Descrição da tarefa:
No trecho de origem, quem foi o relator do julgamento da medida cautelar na ADPF n. 347?

Neste texto, falarei sobre o dia em que todos os presos do Brasil foram soltos (leia até o final). Todos os presos provisórios e definitivos, condenados por crimes hediondos ou comuns, na condição de primários ou de reincidentes, foram colocados em liberdade.

Trata-se do julgamento da medida cautelar na ADPF (Arguição de Descumprimento de Preceito Fundamental) n. 347, julgada pelo Plenário do Supremo Tribunal Federal, sob relatoria do Ministro Marco Aurélio. A decisão, prolatada no ano de 2015, ocorreu em uma quarta-feira e impactou a vida de toda a massa carcerária do país.

Trecho dos dados:
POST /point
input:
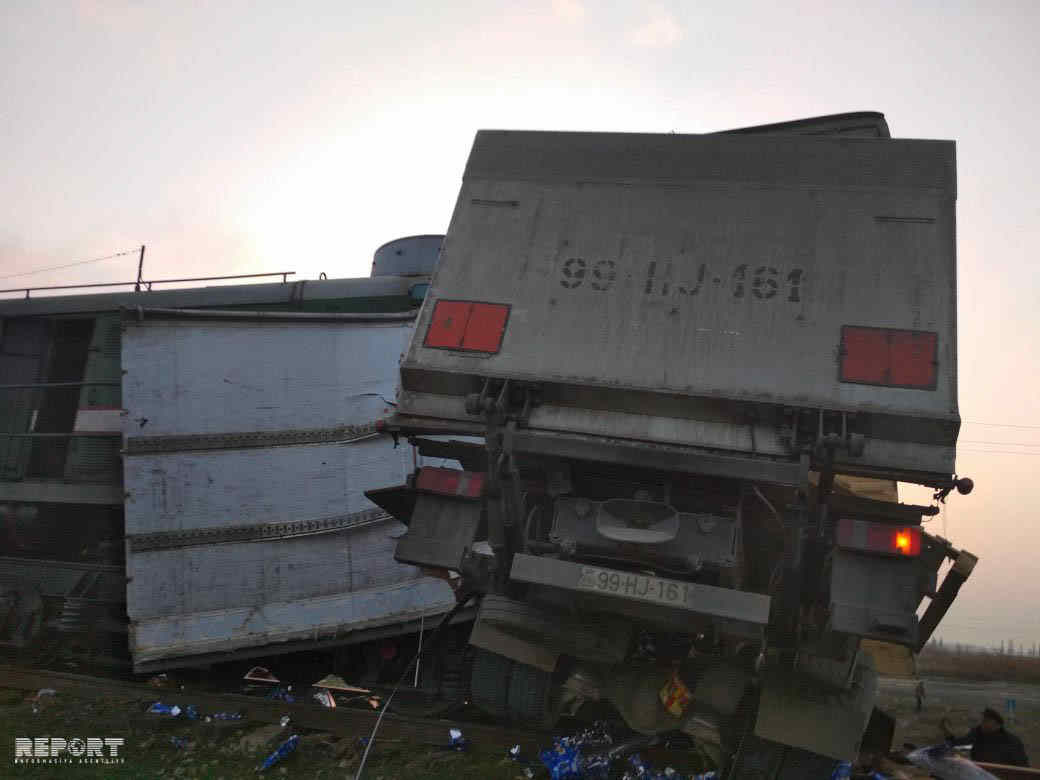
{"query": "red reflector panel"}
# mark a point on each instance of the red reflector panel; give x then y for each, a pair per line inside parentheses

Resultado:
O relator foi o Ministro Marco Aurélio.